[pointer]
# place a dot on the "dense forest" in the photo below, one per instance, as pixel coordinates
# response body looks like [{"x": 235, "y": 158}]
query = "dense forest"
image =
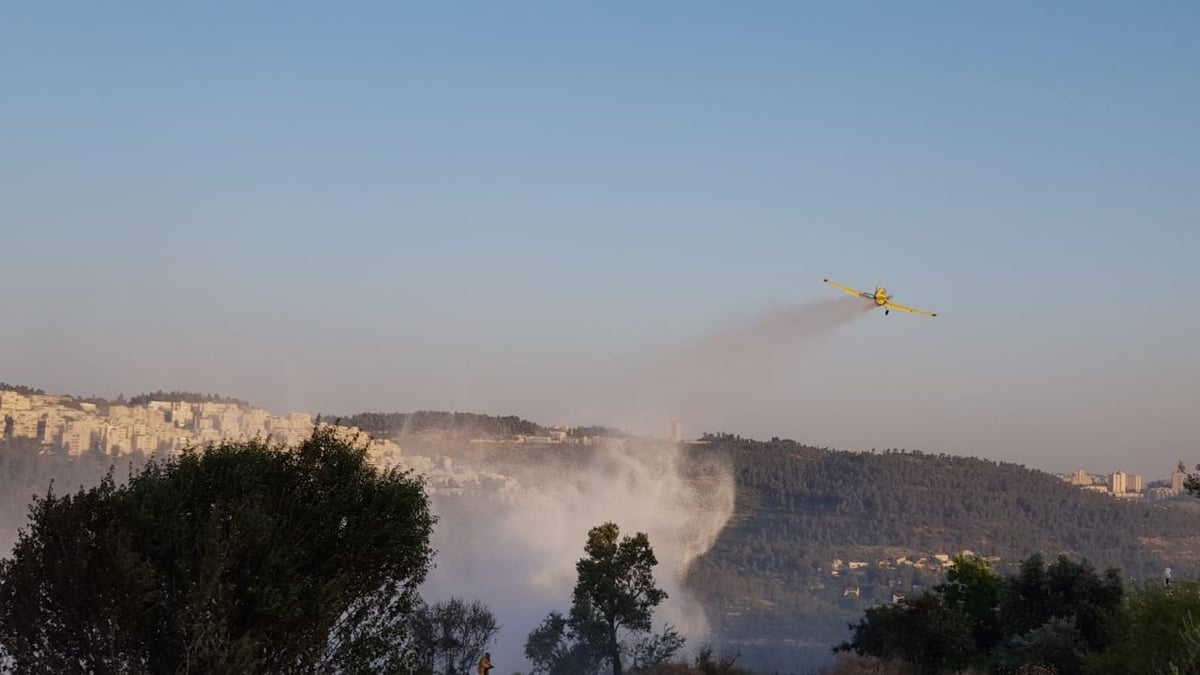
[
  {"x": 22, "y": 389},
  {"x": 769, "y": 581},
  {"x": 769, "y": 573},
  {"x": 184, "y": 398},
  {"x": 394, "y": 424}
]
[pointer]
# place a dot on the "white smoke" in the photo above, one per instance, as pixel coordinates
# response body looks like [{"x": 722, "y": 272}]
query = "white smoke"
[{"x": 519, "y": 555}]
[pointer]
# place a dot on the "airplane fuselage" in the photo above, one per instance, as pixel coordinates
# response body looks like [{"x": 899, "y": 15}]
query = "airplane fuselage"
[{"x": 881, "y": 296}]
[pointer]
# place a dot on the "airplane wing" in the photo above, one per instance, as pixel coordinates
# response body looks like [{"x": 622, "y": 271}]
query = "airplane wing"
[
  {"x": 847, "y": 288},
  {"x": 892, "y": 305}
]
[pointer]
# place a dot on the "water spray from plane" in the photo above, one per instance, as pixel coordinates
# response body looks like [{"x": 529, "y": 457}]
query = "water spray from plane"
[{"x": 519, "y": 554}]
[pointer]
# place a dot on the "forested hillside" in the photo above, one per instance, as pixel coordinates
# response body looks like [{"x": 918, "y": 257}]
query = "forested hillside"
[
  {"x": 771, "y": 573},
  {"x": 393, "y": 424}
]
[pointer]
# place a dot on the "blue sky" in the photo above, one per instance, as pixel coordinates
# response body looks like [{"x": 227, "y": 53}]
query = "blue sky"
[{"x": 472, "y": 205}]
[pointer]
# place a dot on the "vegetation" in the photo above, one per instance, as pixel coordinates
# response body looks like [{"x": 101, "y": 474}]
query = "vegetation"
[
  {"x": 1158, "y": 631},
  {"x": 769, "y": 574},
  {"x": 613, "y": 598},
  {"x": 1062, "y": 619},
  {"x": 1056, "y": 616},
  {"x": 240, "y": 557},
  {"x": 184, "y": 398},
  {"x": 21, "y": 389},
  {"x": 451, "y": 635},
  {"x": 393, "y": 424}
]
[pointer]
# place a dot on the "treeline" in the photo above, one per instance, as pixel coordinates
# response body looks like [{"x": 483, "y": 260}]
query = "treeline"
[
  {"x": 28, "y": 469},
  {"x": 21, "y": 389},
  {"x": 183, "y": 398},
  {"x": 390, "y": 424},
  {"x": 799, "y": 507},
  {"x": 1062, "y": 617}
]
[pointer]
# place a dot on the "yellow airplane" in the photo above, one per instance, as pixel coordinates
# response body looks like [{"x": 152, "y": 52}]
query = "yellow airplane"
[{"x": 880, "y": 298}]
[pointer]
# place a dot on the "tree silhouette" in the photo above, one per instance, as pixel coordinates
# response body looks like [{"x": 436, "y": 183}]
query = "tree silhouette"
[{"x": 237, "y": 557}]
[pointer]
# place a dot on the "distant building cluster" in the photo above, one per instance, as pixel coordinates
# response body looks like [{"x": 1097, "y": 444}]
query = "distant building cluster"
[
  {"x": 1126, "y": 485},
  {"x": 159, "y": 426}
]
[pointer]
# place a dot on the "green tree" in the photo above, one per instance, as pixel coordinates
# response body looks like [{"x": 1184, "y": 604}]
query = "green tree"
[
  {"x": 453, "y": 633},
  {"x": 975, "y": 589},
  {"x": 234, "y": 557},
  {"x": 611, "y": 609},
  {"x": 924, "y": 632},
  {"x": 1159, "y": 631}
]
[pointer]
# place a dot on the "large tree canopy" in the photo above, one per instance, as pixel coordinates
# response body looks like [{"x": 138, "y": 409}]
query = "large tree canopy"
[
  {"x": 234, "y": 557},
  {"x": 611, "y": 609}
]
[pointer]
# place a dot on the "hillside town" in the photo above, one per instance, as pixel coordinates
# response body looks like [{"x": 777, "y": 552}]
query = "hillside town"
[
  {"x": 168, "y": 426},
  {"x": 1127, "y": 485}
]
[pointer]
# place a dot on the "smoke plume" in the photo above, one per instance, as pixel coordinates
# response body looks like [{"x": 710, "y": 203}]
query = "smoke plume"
[{"x": 519, "y": 556}]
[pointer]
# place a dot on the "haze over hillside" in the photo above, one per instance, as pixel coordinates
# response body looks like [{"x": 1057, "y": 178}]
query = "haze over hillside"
[{"x": 768, "y": 545}]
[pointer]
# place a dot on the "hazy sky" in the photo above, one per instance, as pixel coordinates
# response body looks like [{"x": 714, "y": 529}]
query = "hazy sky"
[{"x": 484, "y": 205}]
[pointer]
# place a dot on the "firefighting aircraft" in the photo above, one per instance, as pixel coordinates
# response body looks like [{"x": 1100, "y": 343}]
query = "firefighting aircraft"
[{"x": 880, "y": 297}]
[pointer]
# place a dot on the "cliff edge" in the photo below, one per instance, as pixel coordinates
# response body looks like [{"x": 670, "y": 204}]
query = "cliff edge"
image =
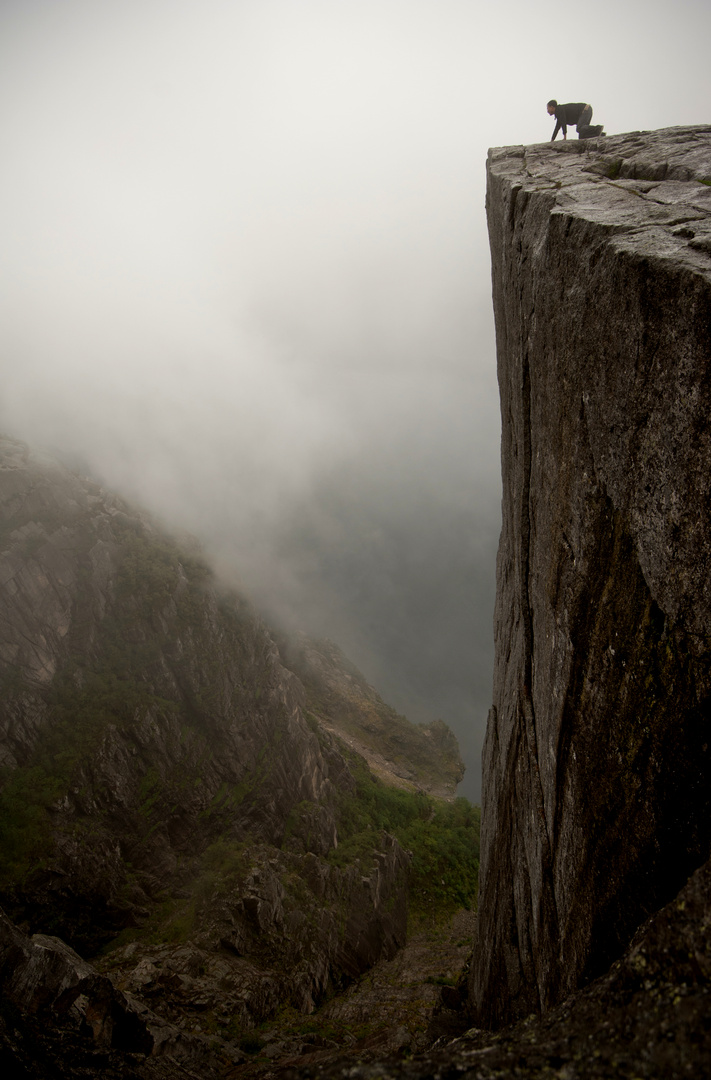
--*--
• **AIM**
Copy each line above precisely, dropping the pictures.

• **TASK RESULT**
[pointer]
# place a dot on the "dense forest" in the photo below, one per instance, as pixel coordinates
# response body looks like [{"x": 235, "y": 158}]
query = "dense forest"
image =
[
  {"x": 22, "y": 389},
  {"x": 769, "y": 581},
  {"x": 769, "y": 573},
  {"x": 184, "y": 398},
  {"x": 394, "y": 424}
]
[pointer]
# place a dot on the "white smoke" in the photo above, one per instance, as pixel coordinates
# response body looks like [{"x": 722, "y": 272}]
query = "white smoke"
[{"x": 519, "y": 555}]
[pointer]
# place a dot on the "airplane fuselage" in the photo above, one per instance, as pixel coordinates
# response body looks like [{"x": 899, "y": 15}]
query = "airplane fuselage"
[{"x": 881, "y": 296}]
[pointer]
# place a dot on the "airplane wing" in the photo above, one per instance, as pixel coordinates
# response body looks like [{"x": 622, "y": 271}]
query = "airplane wing"
[
  {"x": 847, "y": 288},
  {"x": 892, "y": 305}
]
[pointer]
# place a dot on the "water spray from plane" in the photo above, one per instance, as pixel coordinates
# response body looks like [{"x": 529, "y": 457}]
query = "water spray from plane"
[{"x": 519, "y": 554}]
[pointer]
# place a dot on the "forested hillside" in the photo above, one per instance, as pixel coordinates
# response body looks like [{"x": 918, "y": 257}]
query = "forested hillside"
[
  {"x": 771, "y": 573},
  {"x": 393, "y": 424}
]
[pointer]
# place a dot on the "blue sky" in the photo above, one per instance, as pixel coordinates
# response body looks like [{"x": 227, "y": 53}]
query = "blue sky"
[{"x": 472, "y": 205}]
[pointer]
# place a dot on the "vegetation" in the photo above, one per instance, as pixel coordinates
# response body looks like [{"x": 101, "y": 474}]
query = "vegetation"
[
  {"x": 1158, "y": 631},
  {"x": 769, "y": 574},
  {"x": 613, "y": 598},
  {"x": 1062, "y": 619},
  {"x": 1056, "y": 616},
  {"x": 240, "y": 557},
  {"x": 184, "y": 398},
  {"x": 21, "y": 389},
  {"x": 451, "y": 635},
  {"x": 393, "y": 424}
]
[pointer]
# place a dot on the "treeline" in the photo above, one per instance, as pixel coordinates
# response body looks like [{"x": 483, "y": 260}]
query = "treeline"
[
  {"x": 28, "y": 469},
  {"x": 21, "y": 389},
  {"x": 183, "y": 398},
  {"x": 390, "y": 424},
  {"x": 799, "y": 507},
  {"x": 1062, "y": 617}
]
[pointer]
# place a dot on the "yellow airplane" in the photo above, one per instance, as pixel coordinates
# response body looks like [{"x": 152, "y": 52}]
query = "yellow airplane"
[{"x": 880, "y": 298}]
[pointer]
# place a dot on the "tree silhouette" in the photo above, one per instance, as pixel coordinates
# response body looks like [{"x": 436, "y": 183}]
query = "tree silhouette"
[{"x": 237, "y": 557}]
[pointer]
# place a dot on the "distant building cluster" in the photo above, one per instance, as pixel coordinates
# response body looks like [{"x": 1097, "y": 444}]
query = "distant building cluster"
[
  {"x": 1126, "y": 485},
  {"x": 159, "y": 426}
]
[pointer]
# place a dot on the "green tree" in the photo above, one per instance, as pixel coordinates
# response body looks like [{"x": 1184, "y": 604}]
query = "green tree"
[
  {"x": 453, "y": 633},
  {"x": 975, "y": 589},
  {"x": 234, "y": 557},
  {"x": 611, "y": 609},
  {"x": 924, "y": 632},
  {"x": 1159, "y": 631}
]
[pointer]
# place a dot on the "large tree canopy" in the photo above, one per instance, as pixel coordinates
# response body looks like [{"x": 138, "y": 409}]
query = "large tree canopy"
[
  {"x": 234, "y": 557},
  {"x": 611, "y": 609}
]
[pointer]
# place a dot on the "hillside town" in the photo above, one per instance, as pixel coordinates
# response body looks like [{"x": 777, "y": 552}]
query = "hillside town"
[
  {"x": 168, "y": 426},
  {"x": 1127, "y": 485}
]
[pointer]
# place a dot on the "smoke plume" in the photo above, one per instance, as pixel coordinates
# response body looks like [{"x": 710, "y": 203}]
query = "smoke plume"
[{"x": 519, "y": 556}]
[pointer]
# place a dot on the "haze over hillside" in the photo above, one per instance, as pixel coordinates
# response body looks like [{"x": 1057, "y": 178}]
query = "haze over hillside"
[{"x": 768, "y": 545}]
[pointer]
# place a dot on the "hazy sky" in the photo above, one per instance, as pixel coordinates
# response body looks like [{"x": 714, "y": 529}]
query = "hazy sky"
[{"x": 484, "y": 205}]
[pointer]
# place a dot on the "firefighting aircraft" in the photo above, one per instance, as pixel coordinates
# response body looks like [{"x": 1100, "y": 343}]
query = "firefighting aircraft"
[{"x": 880, "y": 297}]
[pointer]
# place a dot on the "cliff edge" in the photo below, one per instance, as pixel coordinates
# response body looks like [{"x": 670, "y": 204}]
query = "cliff edge"
image =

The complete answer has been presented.